What needs to be done >> Copy out each line of the items below without changing anything.

Input rows >>

>>>>

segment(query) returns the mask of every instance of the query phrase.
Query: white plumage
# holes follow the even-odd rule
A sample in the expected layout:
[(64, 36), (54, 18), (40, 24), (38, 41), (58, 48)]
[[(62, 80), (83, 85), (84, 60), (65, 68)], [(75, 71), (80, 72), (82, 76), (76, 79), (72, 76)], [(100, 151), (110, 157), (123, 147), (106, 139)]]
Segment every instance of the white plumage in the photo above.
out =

<<<<

The output >>
segment(query) returns the mask of every instance of the query phrase.
Query: white plumage
# holes follow the even-odd rule
A sample in the expected layout:
[(64, 36), (54, 18), (40, 24), (38, 41), (58, 48)]
[[(62, 80), (83, 85), (84, 60), (65, 68)], [(75, 71), (80, 72), (82, 76), (76, 79), (72, 76)], [(100, 151), (110, 157), (123, 147), (106, 139)]]
Segment every instance of the white plumage in the photo above.
out =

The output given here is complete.